**DATA TO EXAMINE:**

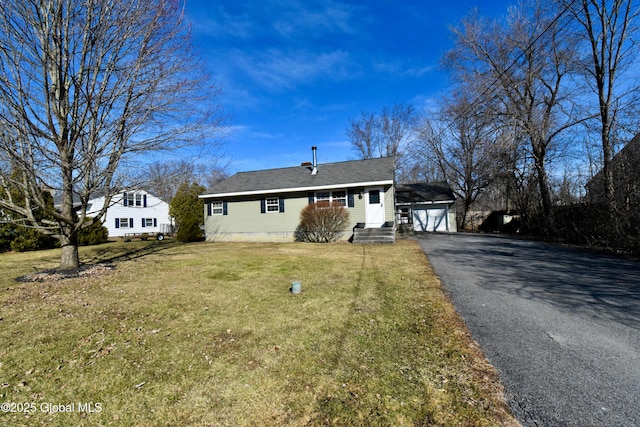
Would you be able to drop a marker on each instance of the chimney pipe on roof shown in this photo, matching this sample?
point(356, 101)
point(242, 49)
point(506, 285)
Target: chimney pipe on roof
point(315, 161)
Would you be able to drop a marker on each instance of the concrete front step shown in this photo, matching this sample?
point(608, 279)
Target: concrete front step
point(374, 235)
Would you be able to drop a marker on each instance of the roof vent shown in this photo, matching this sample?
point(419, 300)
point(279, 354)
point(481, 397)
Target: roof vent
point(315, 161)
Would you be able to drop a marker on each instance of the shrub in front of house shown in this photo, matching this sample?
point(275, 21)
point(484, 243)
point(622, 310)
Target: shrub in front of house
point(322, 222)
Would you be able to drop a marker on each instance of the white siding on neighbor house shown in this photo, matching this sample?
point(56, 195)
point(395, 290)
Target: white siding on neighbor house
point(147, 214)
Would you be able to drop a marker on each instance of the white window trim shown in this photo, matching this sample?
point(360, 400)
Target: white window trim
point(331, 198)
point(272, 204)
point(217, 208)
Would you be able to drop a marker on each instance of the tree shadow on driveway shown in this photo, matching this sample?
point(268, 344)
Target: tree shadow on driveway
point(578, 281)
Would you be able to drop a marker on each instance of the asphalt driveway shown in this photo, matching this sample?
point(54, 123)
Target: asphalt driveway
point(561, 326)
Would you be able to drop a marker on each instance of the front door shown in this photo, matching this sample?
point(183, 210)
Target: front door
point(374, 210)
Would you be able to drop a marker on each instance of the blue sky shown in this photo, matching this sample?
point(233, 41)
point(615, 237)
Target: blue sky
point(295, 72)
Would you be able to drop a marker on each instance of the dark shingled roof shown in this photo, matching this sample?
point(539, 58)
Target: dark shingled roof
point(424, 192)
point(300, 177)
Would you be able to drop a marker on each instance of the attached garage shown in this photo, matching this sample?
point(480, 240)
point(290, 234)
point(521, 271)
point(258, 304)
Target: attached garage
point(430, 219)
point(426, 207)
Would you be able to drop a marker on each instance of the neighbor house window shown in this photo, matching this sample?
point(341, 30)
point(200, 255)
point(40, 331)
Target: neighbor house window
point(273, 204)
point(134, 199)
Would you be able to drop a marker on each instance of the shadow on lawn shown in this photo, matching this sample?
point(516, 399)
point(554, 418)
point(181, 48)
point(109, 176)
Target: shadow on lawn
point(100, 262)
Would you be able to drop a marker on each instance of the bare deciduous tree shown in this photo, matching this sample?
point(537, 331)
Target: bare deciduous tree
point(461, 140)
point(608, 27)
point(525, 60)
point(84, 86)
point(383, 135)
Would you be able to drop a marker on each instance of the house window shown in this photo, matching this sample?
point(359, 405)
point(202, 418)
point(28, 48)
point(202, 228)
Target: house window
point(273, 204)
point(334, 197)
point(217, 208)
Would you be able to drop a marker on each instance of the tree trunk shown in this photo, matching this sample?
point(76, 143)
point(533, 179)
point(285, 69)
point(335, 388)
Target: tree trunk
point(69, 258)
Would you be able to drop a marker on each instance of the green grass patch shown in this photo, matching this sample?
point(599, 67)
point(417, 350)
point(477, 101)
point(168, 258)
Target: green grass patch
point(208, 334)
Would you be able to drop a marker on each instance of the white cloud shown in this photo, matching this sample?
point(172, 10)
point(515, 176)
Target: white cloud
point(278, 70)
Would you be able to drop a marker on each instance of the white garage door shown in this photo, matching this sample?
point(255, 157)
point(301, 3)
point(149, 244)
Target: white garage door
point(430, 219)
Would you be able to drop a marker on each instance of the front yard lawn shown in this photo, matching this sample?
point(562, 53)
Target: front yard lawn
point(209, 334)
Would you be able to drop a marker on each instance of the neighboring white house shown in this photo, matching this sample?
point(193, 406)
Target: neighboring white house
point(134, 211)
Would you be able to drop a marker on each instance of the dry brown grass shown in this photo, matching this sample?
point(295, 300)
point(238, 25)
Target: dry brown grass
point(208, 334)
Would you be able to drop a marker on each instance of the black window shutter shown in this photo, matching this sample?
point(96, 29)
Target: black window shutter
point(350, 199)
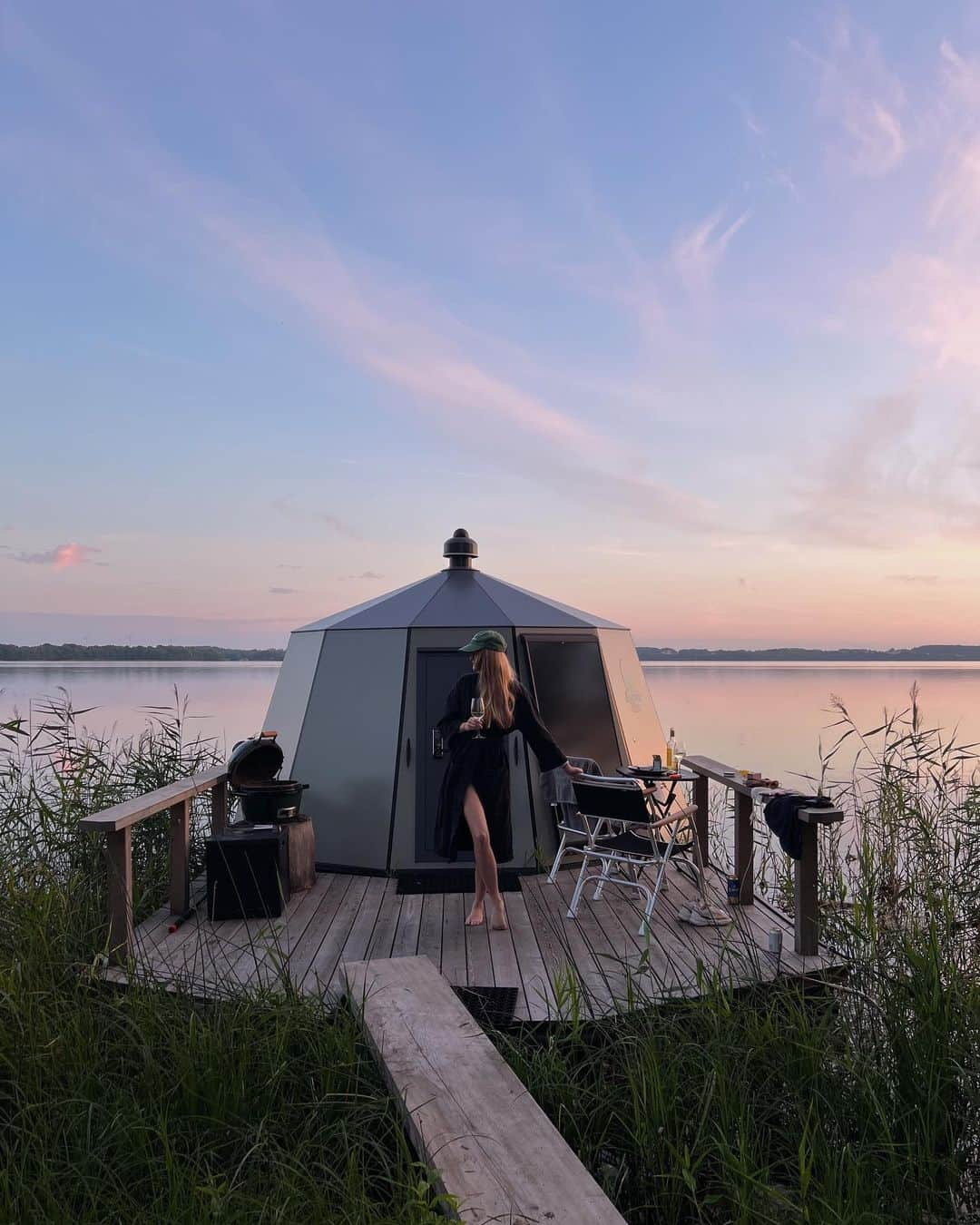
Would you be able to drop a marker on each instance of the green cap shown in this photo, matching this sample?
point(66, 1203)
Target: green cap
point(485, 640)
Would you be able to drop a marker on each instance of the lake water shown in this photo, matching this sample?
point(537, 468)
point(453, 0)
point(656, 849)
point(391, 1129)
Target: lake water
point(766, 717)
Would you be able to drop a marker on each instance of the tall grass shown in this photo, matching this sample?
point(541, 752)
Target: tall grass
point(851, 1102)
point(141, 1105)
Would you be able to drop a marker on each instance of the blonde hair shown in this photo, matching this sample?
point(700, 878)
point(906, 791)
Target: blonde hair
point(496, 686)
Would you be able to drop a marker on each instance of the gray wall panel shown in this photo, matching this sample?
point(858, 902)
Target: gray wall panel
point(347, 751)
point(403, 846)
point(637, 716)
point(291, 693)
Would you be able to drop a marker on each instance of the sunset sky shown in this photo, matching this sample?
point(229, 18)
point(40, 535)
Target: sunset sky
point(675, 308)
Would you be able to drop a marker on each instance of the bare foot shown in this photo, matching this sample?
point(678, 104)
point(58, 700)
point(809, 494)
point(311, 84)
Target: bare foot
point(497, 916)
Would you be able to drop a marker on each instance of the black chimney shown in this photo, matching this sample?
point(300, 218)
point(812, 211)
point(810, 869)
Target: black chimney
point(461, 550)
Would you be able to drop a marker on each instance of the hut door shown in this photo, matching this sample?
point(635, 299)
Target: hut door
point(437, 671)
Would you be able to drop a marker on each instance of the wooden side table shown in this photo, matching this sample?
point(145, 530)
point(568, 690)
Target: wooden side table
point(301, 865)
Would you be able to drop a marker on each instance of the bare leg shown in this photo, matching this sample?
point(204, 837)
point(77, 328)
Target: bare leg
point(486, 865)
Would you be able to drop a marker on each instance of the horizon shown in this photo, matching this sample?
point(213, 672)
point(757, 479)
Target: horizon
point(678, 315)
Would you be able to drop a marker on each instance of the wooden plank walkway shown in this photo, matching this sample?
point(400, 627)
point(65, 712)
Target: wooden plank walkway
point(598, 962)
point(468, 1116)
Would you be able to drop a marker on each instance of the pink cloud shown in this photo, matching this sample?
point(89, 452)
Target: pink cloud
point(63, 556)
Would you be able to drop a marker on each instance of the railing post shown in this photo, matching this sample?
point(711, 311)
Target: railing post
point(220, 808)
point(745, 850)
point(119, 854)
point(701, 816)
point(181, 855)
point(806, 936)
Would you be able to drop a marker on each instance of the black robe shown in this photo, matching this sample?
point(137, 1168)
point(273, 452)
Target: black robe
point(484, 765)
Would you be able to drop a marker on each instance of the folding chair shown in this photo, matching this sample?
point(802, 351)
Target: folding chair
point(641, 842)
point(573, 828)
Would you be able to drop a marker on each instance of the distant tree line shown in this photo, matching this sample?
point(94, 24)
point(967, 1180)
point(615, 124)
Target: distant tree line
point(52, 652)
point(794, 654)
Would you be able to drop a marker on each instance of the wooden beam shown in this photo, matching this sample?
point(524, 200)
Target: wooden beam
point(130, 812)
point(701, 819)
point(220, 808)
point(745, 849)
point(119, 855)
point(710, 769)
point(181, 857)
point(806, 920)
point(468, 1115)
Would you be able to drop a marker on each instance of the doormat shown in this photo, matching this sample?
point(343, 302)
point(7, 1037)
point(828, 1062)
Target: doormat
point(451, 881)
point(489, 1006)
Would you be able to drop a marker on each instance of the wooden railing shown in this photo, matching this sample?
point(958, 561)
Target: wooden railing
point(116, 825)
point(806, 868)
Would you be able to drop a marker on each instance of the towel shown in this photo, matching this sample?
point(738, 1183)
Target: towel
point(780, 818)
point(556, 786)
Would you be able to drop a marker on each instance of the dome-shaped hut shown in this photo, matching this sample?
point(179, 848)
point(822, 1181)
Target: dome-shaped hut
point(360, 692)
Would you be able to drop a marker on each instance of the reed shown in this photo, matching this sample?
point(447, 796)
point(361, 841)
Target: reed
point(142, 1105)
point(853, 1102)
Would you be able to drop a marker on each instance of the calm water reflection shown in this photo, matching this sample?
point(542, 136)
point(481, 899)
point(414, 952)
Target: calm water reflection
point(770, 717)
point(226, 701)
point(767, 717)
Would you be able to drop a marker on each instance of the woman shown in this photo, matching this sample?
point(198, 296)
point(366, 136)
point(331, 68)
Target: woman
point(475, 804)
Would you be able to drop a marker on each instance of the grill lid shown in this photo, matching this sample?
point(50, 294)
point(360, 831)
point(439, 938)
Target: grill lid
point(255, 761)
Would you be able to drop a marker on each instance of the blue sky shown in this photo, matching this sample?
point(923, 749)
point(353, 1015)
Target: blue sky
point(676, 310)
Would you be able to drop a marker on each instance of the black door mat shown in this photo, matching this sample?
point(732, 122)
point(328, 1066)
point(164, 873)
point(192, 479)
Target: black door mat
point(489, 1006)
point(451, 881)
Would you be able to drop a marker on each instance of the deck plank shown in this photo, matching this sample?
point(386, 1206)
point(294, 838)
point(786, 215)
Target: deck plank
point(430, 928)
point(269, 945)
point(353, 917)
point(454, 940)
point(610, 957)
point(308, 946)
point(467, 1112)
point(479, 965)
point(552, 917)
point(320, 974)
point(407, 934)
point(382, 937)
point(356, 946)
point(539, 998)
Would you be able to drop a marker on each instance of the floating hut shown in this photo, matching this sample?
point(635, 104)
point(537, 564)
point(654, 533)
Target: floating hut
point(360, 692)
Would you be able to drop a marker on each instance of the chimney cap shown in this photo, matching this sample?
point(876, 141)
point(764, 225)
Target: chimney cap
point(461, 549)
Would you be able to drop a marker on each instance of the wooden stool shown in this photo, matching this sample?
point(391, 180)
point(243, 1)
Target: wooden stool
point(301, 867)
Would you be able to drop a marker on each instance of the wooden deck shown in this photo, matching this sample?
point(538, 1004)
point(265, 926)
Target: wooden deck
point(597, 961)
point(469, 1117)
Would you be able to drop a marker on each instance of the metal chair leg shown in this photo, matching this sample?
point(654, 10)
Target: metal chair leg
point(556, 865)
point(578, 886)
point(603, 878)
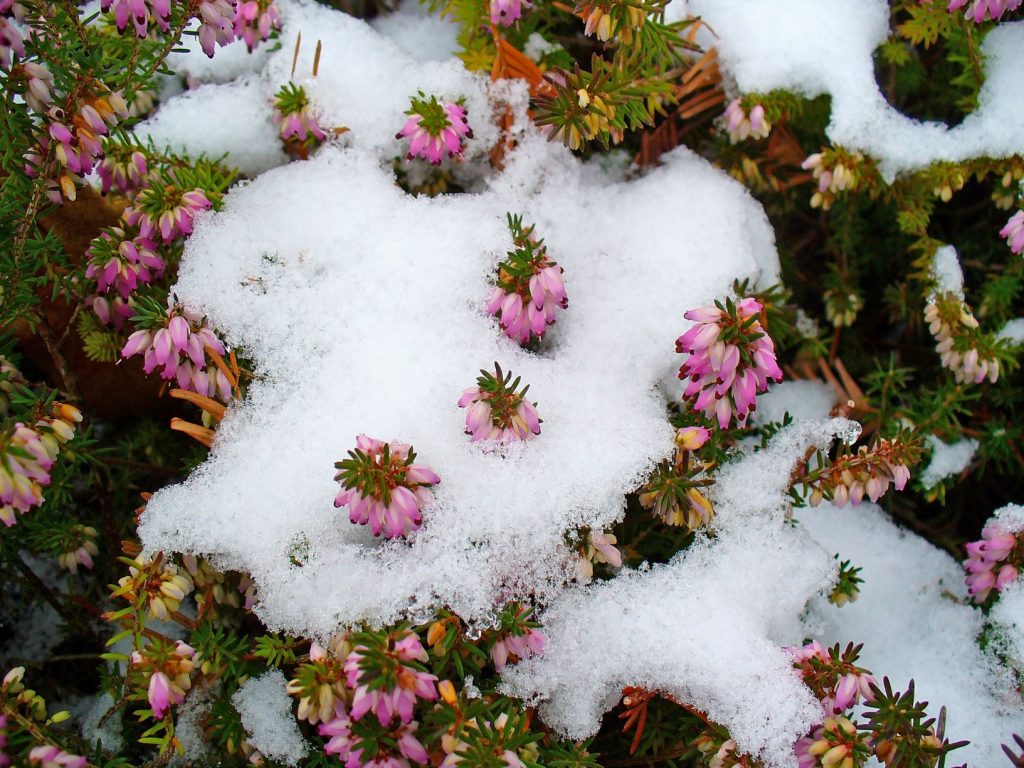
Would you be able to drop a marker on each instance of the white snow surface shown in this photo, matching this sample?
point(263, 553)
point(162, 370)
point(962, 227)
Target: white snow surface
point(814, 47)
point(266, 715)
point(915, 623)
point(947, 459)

**REQUIRED WORK:**
Only the lines above starting with the one with "point(711, 311)" and going through the one with "point(828, 1062)" are to be copied, word for word and with both ends kept.

**REPLY:**
point(711, 311)
Target: railing post
point(220, 808)
point(745, 850)
point(119, 854)
point(701, 816)
point(181, 855)
point(806, 936)
Would you be able to drop a marker on each instance of the black robe shown in this photo, matching this sample?
point(137, 1168)
point(273, 452)
Target: black robe
point(484, 765)
Would you be able to drop a marker on each instance of the folding chair shown in this photo, matching this sample?
point(802, 351)
Target: folding chair
point(641, 842)
point(573, 828)
Would you be able to drop a marker on each instance of the distant tree line shown in this photo, matching this sample?
point(94, 24)
point(967, 1180)
point(615, 124)
Target: distant tree line
point(52, 652)
point(794, 654)
Would you be able to drop a marker on each instance of the wooden beam shown in this photo, matching this sample?
point(524, 200)
Target: wooden beam
point(130, 812)
point(701, 819)
point(220, 808)
point(745, 849)
point(119, 855)
point(710, 769)
point(181, 857)
point(806, 920)
point(468, 1115)
Would you be able to drop a marker on each instance of the doormat shown in this photo, matching this sample?
point(343, 302)
point(7, 1037)
point(828, 1062)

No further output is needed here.